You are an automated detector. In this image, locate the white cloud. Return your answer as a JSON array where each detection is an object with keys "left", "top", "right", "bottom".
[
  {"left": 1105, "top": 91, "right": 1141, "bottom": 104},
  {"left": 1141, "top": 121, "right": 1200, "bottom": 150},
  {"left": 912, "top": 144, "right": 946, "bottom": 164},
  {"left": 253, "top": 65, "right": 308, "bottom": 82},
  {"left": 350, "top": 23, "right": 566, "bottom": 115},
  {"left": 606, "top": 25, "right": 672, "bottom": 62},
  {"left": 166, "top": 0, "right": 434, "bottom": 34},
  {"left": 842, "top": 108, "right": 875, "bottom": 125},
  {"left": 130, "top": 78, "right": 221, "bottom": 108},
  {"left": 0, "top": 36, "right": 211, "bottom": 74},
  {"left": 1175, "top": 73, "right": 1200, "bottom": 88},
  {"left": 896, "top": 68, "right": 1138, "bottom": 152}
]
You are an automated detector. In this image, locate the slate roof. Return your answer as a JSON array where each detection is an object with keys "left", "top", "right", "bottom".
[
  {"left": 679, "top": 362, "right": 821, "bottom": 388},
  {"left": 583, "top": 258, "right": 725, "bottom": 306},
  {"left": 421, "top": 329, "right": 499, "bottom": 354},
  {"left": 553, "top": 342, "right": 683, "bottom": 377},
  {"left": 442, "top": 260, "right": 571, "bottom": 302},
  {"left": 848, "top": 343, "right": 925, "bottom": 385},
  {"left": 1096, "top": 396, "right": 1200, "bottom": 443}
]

--

Reproduce each of the items above word for word, keeping every line unchanged.

Output of the exercise
You are an automated detector. In this image, locate the white cloud. Return your answer as a JSON array where each detection is an object with keys "left", "top", "right", "bottom".
[
  {"left": 1105, "top": 91, "right": 1141, "bottom": 104},
  {"left": 1141, "top": 121, "right": 1200, "bottom": 150},
  {"left": 912, "top": 144, "right": 946, "bottom": 164},
  {"left": 253, "top": 65, "right": 308, "bottom": 82},
  {"left": 350, "top": 23, "right": 566, "bottom": 115},
  {"left": 606, "top": 25, "right": 672, "bottom": 62},
  {"left": 166, "top": 0, "right": 434, "bottom": 34},
  {"left": 842, "top": 108, "right": 875, "bottom": 125},
  {"left": 130, "top": 78, "right": 221, "bottom": 108},
  {"left": 0, "top": 36, "right": 211, "bottom": 74},
  {"left": 1175, "top": 73, "right": 1200, "bottom": 88},
  {"left": 896, "top": 68, "right": 1138, "bottom": 152}
]
You are an automated detector. In this image, locate the slate roof. Return your answer as a JSON array where each detection is an object with keys "left", "top", "right", "bottom".
[
  {"left": 679, "top": 362, "right": 821, "bottom": 388},
  {"left": 583, "top": 258, "right": 725, "bottom": 306},
  {"left": 421, "top": 329, "right": 499, "bottom": 354},
  {"left": 553, "top": 342, "right": 683, "bottom": 377},
  {"left": 442, "top": 260, "right": 571, "bottom": 302},
  {"left": 848, "top": 343, "right": 925, "bottom": 385},
  {"left": 1096, "top": 396, "right": 1200, "bottom": 443}
]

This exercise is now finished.